◆ **Prompt A**: Pick out every line of the records below that contains the string "chimney" and copy each of those lines. Case counts.

◆ **Document segment**:
□ □ □ □ □ □ □
Playing with VR and the infinite possibilities

Recently I was lucky enough to be invited to a Friend’s Studio to play with a HTC Vive VR kit!

What we all think of when we think about VR.

I hadn’t been convinced by what I’d seen of VR until this point. It seemed, like 3D TV before it, expensive and gimmicky, ultimately destined to be abandoned long before it’s potential is realised. We’ve yet to see if VR proves to be a fad or not but the technology is incredible!

The wow factor!

After playing with the settings for the Vive, setting the lenses to the right distance and calibrating the positioning of the controllers it was play time. The immersion was absolute. During one of the demonstrations the floor fell away and I jumped back. the sense of immediate danger from that was stunning. The amazing thing about VR, particularly the demonstrations we were using (mainly games…) was the way in which you modified your behaviour when playing.

In Budget Cuts I’m playing the role of a secret agent climbing through air ducts. I naturally duck and lean around corners checking for enemies. There is no need for me to duck, there is no need for me to lean around corners – the game even accepts this. If you stand up your head poke up out of the map. If you lean forward you can put your head through a wall to check what’s there. The beautiful thing about the quality of the experience is you don’t want to – you want to go along with the game, you want to duck down in air ducts, you want to cower behind desks waiting to move.

If Budget Cuts doesn’t convince you of the fun you can have with VR then you only need to look to Valve Robot Repair demonstration. Graphically it’s the most impressive and because of this creates a greater sense of immersion, plus you get to come face to face with GlaDOS! The demo is largely scripted offering limited interactivity with the world but the level of detail is incredible. Every little decal and texture looks real and builds towards that final moment with the floor falling away. It was at this point that I jumped back feeling as though I would fall where the floor was coming away.
□ □ □ □ □ □ □
◆ **Prompt B**: Duplicate everything in the post about VR above from "After playing with" down to "behaviour when playing.", word for word.
□ □ □ □ □ □ □
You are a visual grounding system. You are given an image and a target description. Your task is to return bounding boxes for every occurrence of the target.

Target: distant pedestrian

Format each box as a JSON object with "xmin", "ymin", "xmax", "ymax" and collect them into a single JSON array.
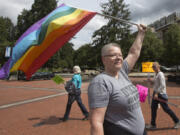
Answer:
[
  {"xmin": 62, "ymin": 66, "xmax": 89, "ymax": 121},
  {"xmin": 146, "ymin": 62, "xmax": 180, "ymax": 129}
]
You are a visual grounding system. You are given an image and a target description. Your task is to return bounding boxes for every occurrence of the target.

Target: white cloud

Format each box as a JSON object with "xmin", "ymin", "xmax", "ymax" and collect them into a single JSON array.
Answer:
[{"xmin": 0, "ymin": 0, "xmax": 180, "ymax": 49}]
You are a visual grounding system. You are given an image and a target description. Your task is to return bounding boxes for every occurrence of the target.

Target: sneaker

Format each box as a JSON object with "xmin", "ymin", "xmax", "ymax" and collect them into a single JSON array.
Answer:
[
  {"xmin": 82, "ymin": 115, "xmax": 89, "ymax": 120},
  {"xmin": 146, "ymin": 124, "xmax": 156, "ymax": 129},
  {"xmin": 174, "ymin": 121, "xmax": 180, "ymax": 129}
]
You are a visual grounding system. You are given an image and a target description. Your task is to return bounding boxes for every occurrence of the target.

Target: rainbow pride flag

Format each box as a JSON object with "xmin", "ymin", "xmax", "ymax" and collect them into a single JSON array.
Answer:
[{"xmin": 0, "ymin": 4, "xmax": 96, "ymax": 79}]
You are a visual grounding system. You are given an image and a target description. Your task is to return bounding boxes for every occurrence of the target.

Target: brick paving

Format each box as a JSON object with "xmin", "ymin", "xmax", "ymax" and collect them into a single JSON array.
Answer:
[{"xmin": 0, "ymin": 77, "xmax": 180, "ymax": 135}]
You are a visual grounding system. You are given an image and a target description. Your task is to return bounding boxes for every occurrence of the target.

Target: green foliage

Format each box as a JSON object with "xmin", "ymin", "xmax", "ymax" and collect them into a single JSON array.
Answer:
[
  {"xmin": 43, "ymin": 43, "xmax": 74, "ymax": 69},
  {"xmin": 138, "ymin": 30, "xmax": 164, "ymax": 63},
  {"xmin": 91, "ymin": 0, "xmax": 130, "ymax": 68},
  {"xmin": 74, "ymin": 44, "xmax": 98, "ymax": 69},
  {"xmin": 164, "ymin": 24, "xmax": 180, "ymax": 66},
  {"xmin": 0, "ymin": 16, "xmax": 15, "ymax": 66}
]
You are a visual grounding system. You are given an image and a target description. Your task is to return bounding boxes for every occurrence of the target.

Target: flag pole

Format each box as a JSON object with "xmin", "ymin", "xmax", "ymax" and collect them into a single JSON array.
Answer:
[{"xmin": 97, "ymin": 12, "xmax": 138, "ymax": 26}]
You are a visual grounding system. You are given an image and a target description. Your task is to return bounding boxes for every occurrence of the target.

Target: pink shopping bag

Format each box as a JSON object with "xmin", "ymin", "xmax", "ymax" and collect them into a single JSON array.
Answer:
[{"xmin": 136, "ymin": 84, "xmax": 148, "ymax": 102}]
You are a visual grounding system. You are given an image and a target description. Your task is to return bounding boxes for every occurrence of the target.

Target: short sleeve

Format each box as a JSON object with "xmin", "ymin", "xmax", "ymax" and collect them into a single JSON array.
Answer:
[
  {"xmin": 88, "ymin": 82, "xmax": 109, "ymax": 108},
  {"xmin": 122, "ymin": 60, "xmax": 129, "ymax": 74}
]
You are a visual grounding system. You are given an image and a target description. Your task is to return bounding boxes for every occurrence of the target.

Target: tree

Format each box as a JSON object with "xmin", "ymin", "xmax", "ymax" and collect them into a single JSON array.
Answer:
[
  {"xmin": 163, "ymin": 24, "xmax": 180, "ymax": 66},
  {"xmin": 136, "ymin": 30, "xmax": 164, "ymax": 71},
  {"xmin": 43, "ymin": 43, "xmax": 74, "ymax": 69},
  {"xmin": 16, "ymin": 0, "xmax": 57, "ymax": 38},
  {"xmin": 0, "ymin": 17, "xmax": 15, "ymax": 65},
  {"xmin": 93, "ymin": 0, "xmax": 130, "ymax": 66}
]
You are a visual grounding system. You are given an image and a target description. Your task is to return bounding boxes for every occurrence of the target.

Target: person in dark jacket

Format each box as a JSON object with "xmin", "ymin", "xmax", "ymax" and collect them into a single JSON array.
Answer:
[{"xmin": 62, "ymin": 66, "xmax": 89, "ymax": 121}]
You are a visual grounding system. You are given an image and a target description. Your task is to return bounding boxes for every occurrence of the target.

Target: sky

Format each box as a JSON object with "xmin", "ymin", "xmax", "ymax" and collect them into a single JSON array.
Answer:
[{"xmin": 0, "ymin": 0, "xmax": 180, "ymax": 49}]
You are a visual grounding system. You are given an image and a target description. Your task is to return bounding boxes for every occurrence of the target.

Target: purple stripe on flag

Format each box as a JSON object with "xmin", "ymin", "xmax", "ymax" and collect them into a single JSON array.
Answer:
[{"xmin": 0, "ymin": 58, "xmax": 11, "ymax": 79}]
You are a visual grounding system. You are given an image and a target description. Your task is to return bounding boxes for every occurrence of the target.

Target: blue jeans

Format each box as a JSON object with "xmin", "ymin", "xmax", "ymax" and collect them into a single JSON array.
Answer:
[
  {"xmin": 64, "ymin": 90, "xmax": 89, "ymax": 119},
  {"xmin": 151, "ymin": 94, "xmax": 179, "ymax": 126}
]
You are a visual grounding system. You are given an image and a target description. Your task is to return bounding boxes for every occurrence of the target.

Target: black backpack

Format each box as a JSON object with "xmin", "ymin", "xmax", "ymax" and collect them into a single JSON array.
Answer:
[{"xmin": 65, "ymin": 80, "xmax": 76, "ymax": 94}]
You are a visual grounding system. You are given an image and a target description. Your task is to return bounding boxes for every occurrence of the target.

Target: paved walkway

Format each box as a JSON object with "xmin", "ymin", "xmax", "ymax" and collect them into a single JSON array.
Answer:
[{"xmin": 0, "ymin": 77, "xmax": 180, "ymax": 135}]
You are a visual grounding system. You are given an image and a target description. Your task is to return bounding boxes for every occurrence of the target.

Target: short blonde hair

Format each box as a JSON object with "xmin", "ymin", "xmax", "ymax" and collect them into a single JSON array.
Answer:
[{"xmin": 73, "ymin": 66, "xmax": 81, "ymax": 73}]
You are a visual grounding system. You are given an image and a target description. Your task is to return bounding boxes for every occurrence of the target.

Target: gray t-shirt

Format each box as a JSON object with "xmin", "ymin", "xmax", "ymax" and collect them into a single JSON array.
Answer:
[{"xmin": 88, "ymin": 61, "xmax": 145, "ymax": 135}]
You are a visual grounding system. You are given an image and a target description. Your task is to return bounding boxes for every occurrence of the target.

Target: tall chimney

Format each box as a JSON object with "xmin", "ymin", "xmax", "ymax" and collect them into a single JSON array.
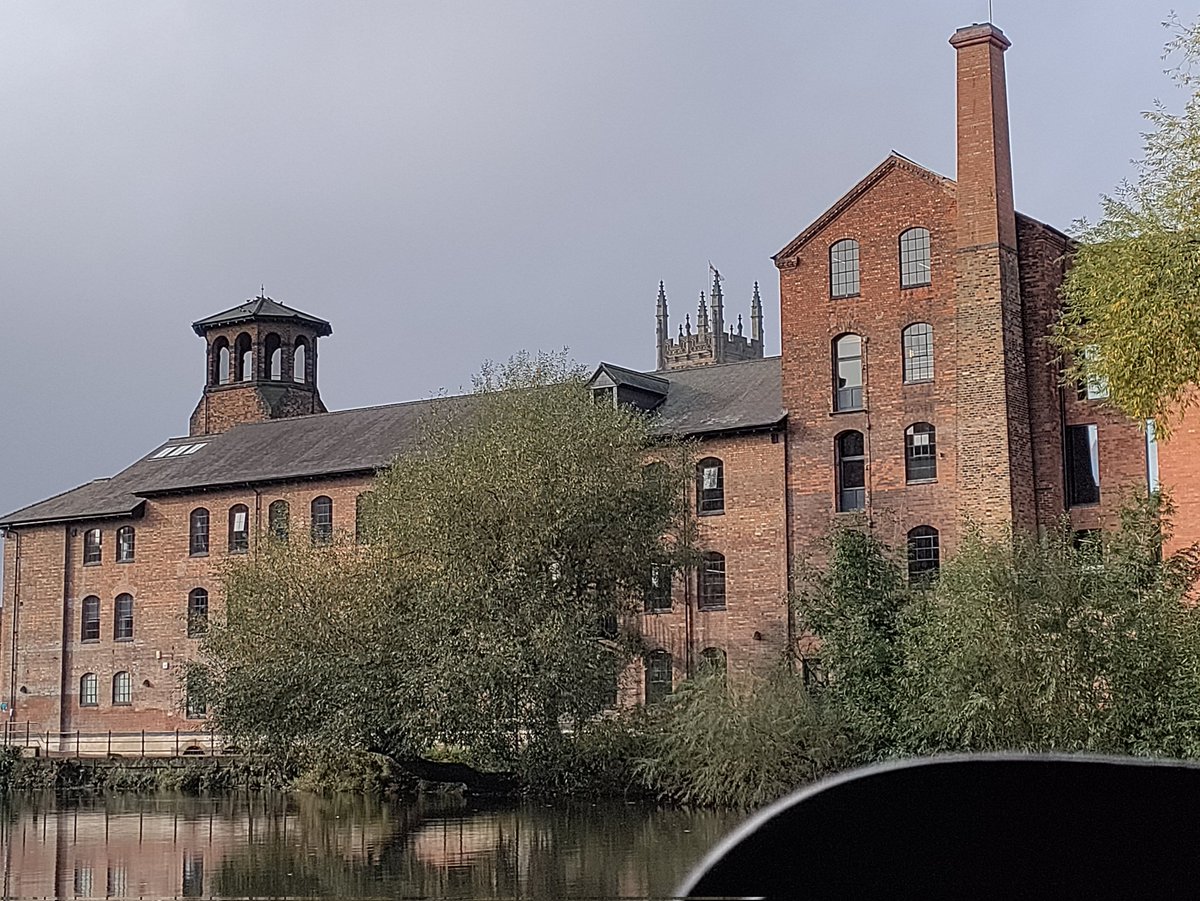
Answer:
[
  {"xmin": 950, "ymin": 24, "xmax": 1037, "ymax": 531},
  {"xmin": 950, "ymin": 24, "xmax": 1016, "ymax": 250}
]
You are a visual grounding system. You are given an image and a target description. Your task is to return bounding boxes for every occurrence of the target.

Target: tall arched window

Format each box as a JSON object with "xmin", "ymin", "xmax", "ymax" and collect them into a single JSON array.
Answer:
[
  {"xmin": 646, "ymin": 649, "xmax": 674, "ymax": 704},
  {"xmin": 834, "ymin": 432, "xmax": 866, "ymax": 513},
  {"xmin": 696, "ymin": 457, "xmax": 725, "ymax": 516},
  {"xmin": 263, "ymin": 331, "xmax": 283, "ymax": 382},
  {"xmin": 79, "ymin": 673, "xmax": 100, "ymax": 707},
  {"xmin": 908, "ymin": 525, "xmax": 942, "ymax": 584},
  {"xmin": 700, "ymin": 648, "xmax": 728, "ymax": 675},
  {"xmin": 229, "ymin": 504, "xmax": 250, "ymax": 554},
  {"xmin": 233, "ymin": 332, "xmax": 254, "ymax": 382},
  {"xmin": 116, "ymin": 525, "xmax": 134, "ymax": 563},
  {"xmin": 113, "ymin": 672, "xmax": 133, "ymax": 707},
  {"xmin": 266, "ymin": 500, "xmax": 292, "ymax": 541},
  {"xmin": 187, "ymin": 588, "xmax": 209, "ymax": 638},
  {"xmin": 211, "ymin": 336, "xmax": 233, "ymax": 385},
  {"xmin": 904, "ymin": 422, "xmax": 937, "ymax": 482},
  {"xmin": 829, "ymin": 238, "xmax": 858, "ymax": 298},
  {"xmin": 698, "ymin": 551, "xmax": 725, "ymax": 609},
  {"xmin": 311, "ymin": 494, "xmax": 334, "ymax": 545},
  {"xmin": 900, "ymin": 226, "xmax": 932, "ymax": 288},
  {"xmin": 113, "ymin": 594, "xmax": 133, "ymax": 642},
  {"xmin": 187, "ymin": 506, "xmax": 209, "ymax": 557},
  {"xmin": 292, "ymin": 338, "xmax": 308, "ymax": 383},
  {"xmin": 79, "ymin": 595, "xmax": 100, "ymax": 642},
  {"xmin": 83, "ymin": 529, "xmax": 103, "ymax": 566},
  {"xmin": 901, "ymin": 323, "xmax": 934, "ymax": 383},
  {"xmin": 833, "ymin": 334, "xmax": 863, "ymax": 410}
]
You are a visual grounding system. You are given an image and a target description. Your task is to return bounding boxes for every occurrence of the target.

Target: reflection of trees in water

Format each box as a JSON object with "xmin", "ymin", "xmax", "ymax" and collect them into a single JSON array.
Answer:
[
  {"xmin": 211, "ymin": 798, "xmax": 732, "ymax": 899},
  {"xmin": 0, "ymin": 793, "xmax": 733, "ymax": 901}
]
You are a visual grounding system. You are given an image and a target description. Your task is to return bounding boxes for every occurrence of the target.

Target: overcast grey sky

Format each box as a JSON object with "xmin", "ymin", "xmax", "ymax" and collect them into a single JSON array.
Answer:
[{"xmin": 0, "ymin": 0, "xmax": 1190, "ymax": 512}]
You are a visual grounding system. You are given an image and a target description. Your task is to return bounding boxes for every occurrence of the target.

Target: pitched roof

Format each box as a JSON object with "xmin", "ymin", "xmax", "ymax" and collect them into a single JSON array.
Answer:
[
  {"xmin": 0, "ymin": 356, "xmax": 785, "ymax": 527},
  {"xmin": 772, "ymin": 150, "xmax": 955, "ymax": 264},
  {"xmin": 192, "ymin": 298, "xmax": 334, "ymax": 338}
]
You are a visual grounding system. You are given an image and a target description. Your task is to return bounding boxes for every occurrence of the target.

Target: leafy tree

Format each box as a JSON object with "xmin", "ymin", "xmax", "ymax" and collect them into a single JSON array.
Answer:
[
  {"xmin": 1054, "ymin": 16, "xmax": 1200, "ymax": 434},
  {"xmin": 204, "ymin": 355, "xmax": 690, "ymax": 763}
]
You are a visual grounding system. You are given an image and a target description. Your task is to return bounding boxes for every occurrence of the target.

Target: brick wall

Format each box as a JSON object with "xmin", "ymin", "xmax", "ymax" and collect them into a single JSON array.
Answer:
[
  {"xmin": 620, "ymin": 432, "xmax": 788, "ymax": 703},
  {"xmin": 0, "ymin": 477, "xmax": 370, "ymax": 732},
  {"xmin": 778, "ymin": 161, "xmax": 960, "ymax": 553}
]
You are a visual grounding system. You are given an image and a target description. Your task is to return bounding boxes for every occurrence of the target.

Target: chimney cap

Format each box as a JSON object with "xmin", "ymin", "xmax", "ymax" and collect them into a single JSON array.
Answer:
[{"xmin": 950, "ymin": 22, "xmax": 1013, "ymax": 50}]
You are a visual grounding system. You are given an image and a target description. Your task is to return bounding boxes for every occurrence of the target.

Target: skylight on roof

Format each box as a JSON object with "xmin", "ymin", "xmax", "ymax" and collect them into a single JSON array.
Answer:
[{"xmin": 150, "ymin": 442, "xmax": 208, "ymax": 459}]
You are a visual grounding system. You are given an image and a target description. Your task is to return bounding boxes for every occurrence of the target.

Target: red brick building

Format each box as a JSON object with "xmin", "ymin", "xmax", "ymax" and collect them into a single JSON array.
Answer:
[{"xmin": 0, "ymin": 25, "xmax": 1176, "ymax": 732}]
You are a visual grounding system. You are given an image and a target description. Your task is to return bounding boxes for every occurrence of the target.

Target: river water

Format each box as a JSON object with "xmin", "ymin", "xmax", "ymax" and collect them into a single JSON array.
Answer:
[{"xmin": 0, "ymin": 793, "xmax": 738, "ymax": 901}]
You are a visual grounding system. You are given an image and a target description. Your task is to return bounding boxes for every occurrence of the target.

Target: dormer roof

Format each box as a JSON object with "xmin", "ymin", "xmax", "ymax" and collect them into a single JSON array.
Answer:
[{"xmin": 192, "ymin": 296, "xmax": 334, "ymax": 338}]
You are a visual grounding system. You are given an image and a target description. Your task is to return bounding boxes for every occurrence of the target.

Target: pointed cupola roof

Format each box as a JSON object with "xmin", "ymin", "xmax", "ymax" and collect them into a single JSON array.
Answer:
[{"xmin": 192, "ymin": 296, "xmax": 334, "ymax": 338}]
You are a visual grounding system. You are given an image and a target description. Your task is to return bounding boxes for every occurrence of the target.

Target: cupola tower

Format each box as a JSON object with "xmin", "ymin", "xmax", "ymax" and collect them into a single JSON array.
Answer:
[{"xmin": 190, "ymin": 295, "xmax": 334, "ymax": 437}]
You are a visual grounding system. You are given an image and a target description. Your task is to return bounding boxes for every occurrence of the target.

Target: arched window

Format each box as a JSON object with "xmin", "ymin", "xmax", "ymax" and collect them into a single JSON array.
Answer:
[
  {"xmin": 833, "ymin": 335, "xmax": 863, "ymax": 410},
  {"xmin": 908, "ymin": 525, "xmax": 942, "ymax": 584},
  {"xmin": 292, "ymin": 338, "xmax": 308, "ymax": 383},
  {"xmin": 834, "ymin": 432, "xmax": 866, "ymax": 513},
  {"xmin": 311, "ymin": 494, "xmax": 334, "ymax": 545},
  {"xmin": 266, "ymin": 500, "xmax": 292, "ymax": 541},
  {"xmin": 904, "ymin": 422, "xmax": 937, "ymax": 482},
  {"xmin": 79, "ymin": 595, "xmax": 100, "ymax": 642},
  {"xmin": 698, "ymin": 551, "xmax": 725, "ymax": 609},
  {"xmin": 83, "ymin": 529, "xmax": 103, "ymax": 566},
  {"xmin": 187, "ymin": 588, "xmax": 209, "ymax": 638},
  {"xmin": 79, "ymin": 673, "xmax": 100, "ymax": 707},
  {"xmin": 354, "ymin": 491, "xmax": 371, "ymax": 545},
  {"xmin": 900, "ymin": 227, "xmax": 931, "ymax": 288},
  {"xmin": 829, "ymin": 238, "xmax": 858, "ymax": 298},
  {"xmin": 113, "ymin": 672, "xmax": 133, "ymax": 707},
  {"xmin": 646, "ymin": 649, "xmax": 674, "ymax": 704},
  {"xmin": 700, "ymin": 648, "xmax": 728, "ymax": 675},
  {"xmin": 233, "ymin": 332, "xmax": 254, "ymax": 382},
  {"xmin": 643, "ymin": 563, "xmax": 672, "ymax": 613},
  {"xmin": 229, "ymin": 504, "xmax": 250, "ymax": 554},
  {"xmin": 209, "ymin": 337, "xmax": 233, "ymax": 385},
  {"xmin": 901, "ymin": 323, "xmax": 934, "ymax": 383},
  {"xmin": 113, "ymin": 594, "xmax": 133, "ymax": 642},
  {"xmin": 696, "ymin": 457, "xmax": 725, "ymax": 516},
  {"xmin": 187, "ymin": 506, "xmax": 209, "ymax": 557},
  {"xmin": 263, "ymin": 331, "xmax": 283, "ymax": 382},
  {"xmin": 116, "ymin": 525, "xmax": 133, "ymax": 563}
]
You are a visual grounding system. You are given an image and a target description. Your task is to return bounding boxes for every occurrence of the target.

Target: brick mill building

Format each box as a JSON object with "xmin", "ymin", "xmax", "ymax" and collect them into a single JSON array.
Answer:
[{"xmin": 0, "ymin": 25, "xmax": 1171, "ymax": 732}]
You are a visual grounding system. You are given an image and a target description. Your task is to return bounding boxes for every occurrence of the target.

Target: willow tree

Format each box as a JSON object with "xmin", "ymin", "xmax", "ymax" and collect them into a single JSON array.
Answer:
[
  {"xmin": 205, "ymin": 355, "xmax": 691, "ymax": 761},
  {"xmin": 1054, "ymin": 15, "xmax": 1200, "ymax": 433}
]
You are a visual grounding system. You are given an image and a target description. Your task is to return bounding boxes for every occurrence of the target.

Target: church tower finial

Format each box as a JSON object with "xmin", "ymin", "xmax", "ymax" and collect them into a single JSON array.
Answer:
[{"xmin": 750, "ymin": 282, "xmax": 762, "ymax": 344}]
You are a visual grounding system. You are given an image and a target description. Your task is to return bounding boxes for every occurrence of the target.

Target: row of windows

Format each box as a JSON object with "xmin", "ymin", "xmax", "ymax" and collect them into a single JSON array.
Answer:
[
  {"xmin": 211, "ymin": 332, "xmax": 308, "ymax": 385},
  {"xmin": 83, "ymin": 525, "xmax": 136, "ymax": 566},
  {"xmin": 834, "ymin": 422, "xmax": 937, "ymax": 513},
  {"xmin": 643, "ymin": 551, "xmax": 725, "ymax": 613},
  {"xmin": 643, "ymin": 648, "xmax": 727, "ymax": 704},
  {"xmin": 833, "ymin": 323, "xmax": 934, "ymax": 412},
  {"xmin": 79, "ymin": 672, "xmax": 133, "ymax": 707},
  {"xmin": 79, "ymin": 671, "xmax": 208, "ymax": 719},
  {"xmin": 829, "ymin": 226, "xmax": 932, "ymax": 298},
  {"xmin": 79, "ymin": 588, "xmax": 209, "ymax": 642}
]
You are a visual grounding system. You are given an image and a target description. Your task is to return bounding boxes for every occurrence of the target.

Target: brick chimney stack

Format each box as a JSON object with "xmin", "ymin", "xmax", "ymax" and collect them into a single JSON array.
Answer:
[
  {"xmin": 950, "ymin": 23, "xmax": 1037, "ymax": 531},
  {"xmin": 950, "ymin": 24, "xmax": 1016, "ymax": 250}
]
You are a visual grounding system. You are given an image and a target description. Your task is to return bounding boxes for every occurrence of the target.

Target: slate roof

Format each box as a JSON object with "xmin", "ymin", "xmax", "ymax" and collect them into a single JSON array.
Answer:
[
  {"xmin": 0, "ymin": 356, "xmax": 786, "ymax": 528},
  {"xmin": 192, "ymin": 298, "xmax": 334, "ymax": 338}
]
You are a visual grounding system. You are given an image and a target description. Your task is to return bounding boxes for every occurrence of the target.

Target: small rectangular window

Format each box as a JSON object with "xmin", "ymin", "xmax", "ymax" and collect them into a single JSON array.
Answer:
[
  {"xmin": 1146, "ymin": 419, "xmax": 1158, "ymax": 494},
  {"xmin": 1064, "ymin": 425, "xmax": 1100, "ymax": 506}
]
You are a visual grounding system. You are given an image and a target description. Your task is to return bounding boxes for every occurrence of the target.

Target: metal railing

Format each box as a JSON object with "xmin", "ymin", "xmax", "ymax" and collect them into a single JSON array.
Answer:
[{"xmin": 2, "ymin": 722, "xmax": 226, "ymax": 758}]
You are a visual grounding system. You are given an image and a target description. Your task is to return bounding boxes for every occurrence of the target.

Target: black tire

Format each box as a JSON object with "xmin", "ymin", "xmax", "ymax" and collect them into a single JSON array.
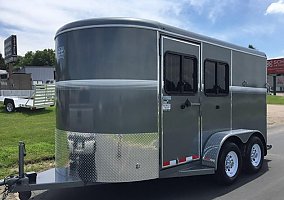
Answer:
□ □ □ □ □ □ □
◆ **Answer A**:
Target: tall chimney
Target: chimney cap
Target: brick chimney stack

◆ **Answer B**:
After playing with the settings for the Vive, setting the lenses to the right distance and calibrating the positioning of the controllers it was play time. The immersion was absolute. During one of the demonstrations the floor fell away and I jumped back. the sense of immediate danger from that was stunning. The amazing thing about VR, particularly the demonstrations we were using (mainly games…) was the way in which you modified your behaviour when playing.